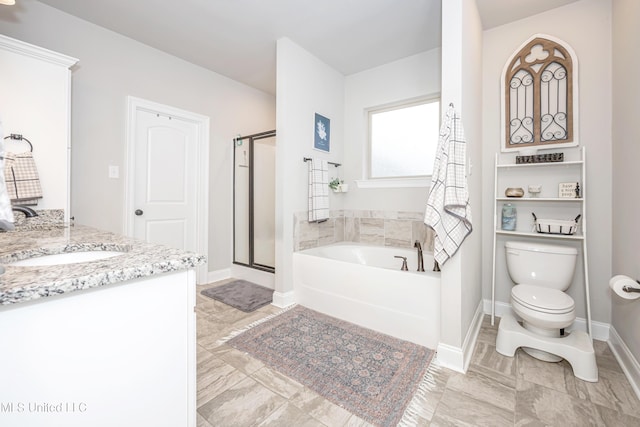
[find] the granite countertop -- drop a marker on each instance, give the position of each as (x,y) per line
(140,259)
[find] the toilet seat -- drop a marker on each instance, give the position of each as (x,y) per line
(544,300)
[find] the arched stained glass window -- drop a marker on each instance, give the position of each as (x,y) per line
(539,96)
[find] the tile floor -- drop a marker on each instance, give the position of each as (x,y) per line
(237,390)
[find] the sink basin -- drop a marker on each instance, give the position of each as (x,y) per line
(65,258)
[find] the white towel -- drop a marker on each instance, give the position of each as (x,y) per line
(448,211)
(318,190)
(6,214)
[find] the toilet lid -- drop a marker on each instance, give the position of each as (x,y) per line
(541,299)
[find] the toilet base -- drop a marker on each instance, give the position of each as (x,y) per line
(576,348)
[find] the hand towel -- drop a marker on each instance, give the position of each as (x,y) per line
(318,190)
(21,177)
(6,214)
(448,211)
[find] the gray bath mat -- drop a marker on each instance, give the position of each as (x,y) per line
(240,294)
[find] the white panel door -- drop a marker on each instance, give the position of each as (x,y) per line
(165,208)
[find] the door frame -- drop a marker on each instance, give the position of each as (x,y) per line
(202,181)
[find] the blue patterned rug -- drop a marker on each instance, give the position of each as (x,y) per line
(370,374)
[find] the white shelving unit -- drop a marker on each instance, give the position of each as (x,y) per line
(549,175)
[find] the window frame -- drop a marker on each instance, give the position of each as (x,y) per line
(395,181)
(514,64)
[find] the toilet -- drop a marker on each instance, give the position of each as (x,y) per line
(542,273)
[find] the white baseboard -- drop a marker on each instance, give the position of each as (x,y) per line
(283,299)
(217,275)
(627,361)
(599,330)
(458,358)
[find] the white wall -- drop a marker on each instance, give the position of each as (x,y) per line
(586,27)
(471,268)
(408,78)
(626,174)
(110,68)
(460,294)
(305,86)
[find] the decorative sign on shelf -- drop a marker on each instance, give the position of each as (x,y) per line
(569,190)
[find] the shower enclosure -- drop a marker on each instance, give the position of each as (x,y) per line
(254,159)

--

__GIVEN INSTRUCTION__: Set down every row above verbatim, leaving out the pictures.

__RESPONSE TO THIS EXERCISE__:
[find] the granite countertop -- drop a marker on each instance, give the position of each as (x,y) per line
(140,259)
[find] the toilet seat -- drop a marker on each instance, give the position of each as (x,y) per line
(544,300)
[find] the arched stained glass window -- drop a marker on each instance, give the position of each as (x,y) per line
(539,96)
[find] the tile floor -- drop a marker on each instance, give the position of each as (x,y) per line
(237,390)
[find] the sink basin -- drop a marker on each instance, give the position of each as (x,y) per line
(65,258)
[find] the white towel -- drop a marker on each instance, give the position of each as (x,y) per line
(448,211)
(318,190)
(6,214)
[find] the toilet lid -- drop a marker on each instance, give the position of each as (x,y) per line
(541,299)
[find] the toilet base -- drop a marker on each instance, give the position of each as (x,y) per line
(576,348)
[find] the hand towel -- drop a marker on each instance, give the position of each as (x,y) per line
(318,190)
(21,177)
(6,214)
(448,211)
[find] the gray bath mat -- drop a marker on each instance, give the position of each as (x,y) per line
(240,294)
[find] the white panel door -- drop a marker on each instance, give the position of each as (x,y) per line
(165,208)
[find] the door frame -- drop a marker on each instance, give the position of each as (x,y) per line
(202,181)
[find] the blue patterned rug -- drop a marker on each instance, give the position of each as (x,y) per line
(370,374)
[find] the white shelving unit -- drop a marker on each instance, give the position of each as (x,y) per line
(549,175)
[find] the window frame -- drop a marker on each instance, give the position of each as (x,y) per line
(395,181)
(514,64)
[find] the toilet -- drop a marker on each instance, give the position of each as (x,y) per line
(542,273)
[find] the white baseboard -- drop a marker on each instance, give the position of each as (x,y) per line
(283,299)
(217,275)
(627,361)
(599,330)
(458,358)
[find] the white wall -- drop a marker on each instance, give the position of each as (x,y) per line
(586,27)
(471,268)
(408,78)
(626,174)
(110,68)
(460,294)
(305,86)
[find] the decorative sign on shelf -- drop a marker on each instance, give the position of each as (x,y) per line
(569,190)
[find] the shower enclosure -- drop a marker on each instance, give the position of each as (x,y) per line
(254,159)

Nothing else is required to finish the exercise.